§ **QUESTIONS À TRAITER**
**A.** Recopiez le passage du texte sur la classe moyenne qui va de « Cette phrase sonne » jusqu'à « aujourd’hui la classe moyenne. » inclus.
**B.** Quels noms de personnes figurent dans le texte sur la classe moyenne ? Donnez-les tous.

§ **TEXTE FOURNI**
*-*-*

Amid Faljaoui

Les marché de l’immobilier et du travail sont passés aux mains des candidats acheteurs et des jeunes diplômés

Un ami m’a donné une très belle définition de la classe moyenne. Elle n’est pas scientifique, mais elle est plus drôle et tellement plus vraie que les définitions habituelles. Selon lui, appartenir à la classe moyenne, c’est être trop riche pour être aidé, mais pas assez pour vivre bien.

Cette phrase sonne juste. Je lisais encore l’éditorial d’un de mes collègues du quotidien l’Echo qui avertissait notre gouvernement de ne pas trop plumer la classe moyenne avec la réforme fiscale qui se prépare en ce moment, mais qui n’a pas encore vu le jour. Cela m’a fait penser à la phrase de Colbert, l’ancien ministre des Finances du Roi Louis XIV. « L’art de l’imposition consiste à plumer l’oie pour obtenir le plus possible de plumes avec le moins de cris ». L’oie étant aujourd’hui la classe moyenne.

La classe moyenne peut au moins se réjouir que l’immobilier redevient accessible. Bien sûr, la brique en Belgique reste encore chère, mais la hausse des prix est plus faible que celle de l’inflation. Cela ouvre donc des perspectives pour les jeunes ménages et pour les membres de la classe moyenne qui souhaite devenir propriétaires. En fait, on n’en parle pas, mais après le covid et la guerre en Ukraine, les salariés et les candidats acheteurs ont repris la main sur les employeurs et sur les vendeurs de biens immobiliers.

*-*-*

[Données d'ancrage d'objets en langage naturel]

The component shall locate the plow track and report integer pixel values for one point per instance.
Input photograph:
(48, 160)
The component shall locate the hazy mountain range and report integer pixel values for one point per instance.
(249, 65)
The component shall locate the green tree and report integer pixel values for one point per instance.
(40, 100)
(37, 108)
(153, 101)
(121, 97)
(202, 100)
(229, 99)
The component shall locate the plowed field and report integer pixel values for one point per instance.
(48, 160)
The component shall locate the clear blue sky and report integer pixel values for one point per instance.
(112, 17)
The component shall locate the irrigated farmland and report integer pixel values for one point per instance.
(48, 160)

*-*-*

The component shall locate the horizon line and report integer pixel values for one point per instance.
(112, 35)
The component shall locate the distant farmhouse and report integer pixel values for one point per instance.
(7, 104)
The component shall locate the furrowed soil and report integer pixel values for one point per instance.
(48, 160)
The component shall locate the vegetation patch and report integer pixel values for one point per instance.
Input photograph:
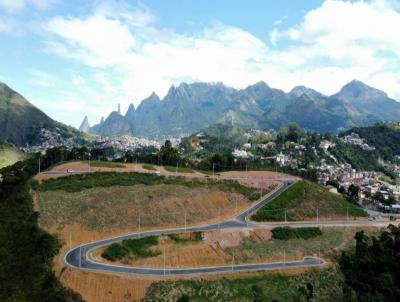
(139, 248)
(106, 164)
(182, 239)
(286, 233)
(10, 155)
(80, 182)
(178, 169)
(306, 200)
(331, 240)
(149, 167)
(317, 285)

*-*-*

§ **VOS RÉPONSES RÉDIGÉES**
**A.**
Cette phrase sonne juste. Je lisais encore l’éditorial d’un de mes collègues du quotidien l’Echo qui avertissait notre gouvernement de ne pas trop plumer la classe moyenne avec la réforme fiscale qui se prépare en ce moment, mais qui n’a pas encore vu le jour. Cela m’a fait penser à la phrase de Colbert, l’ancien ministre des Finances du Roi Louis XIV. « L’art de l’imposition consiste à plumer l’oie pour obtenir le plus possible de plumes avec le moins de cris ». L’oie étant aujourd’hui la classe moyenne.

**B.**
Amid Faljaoui
Colbert
Louis XIV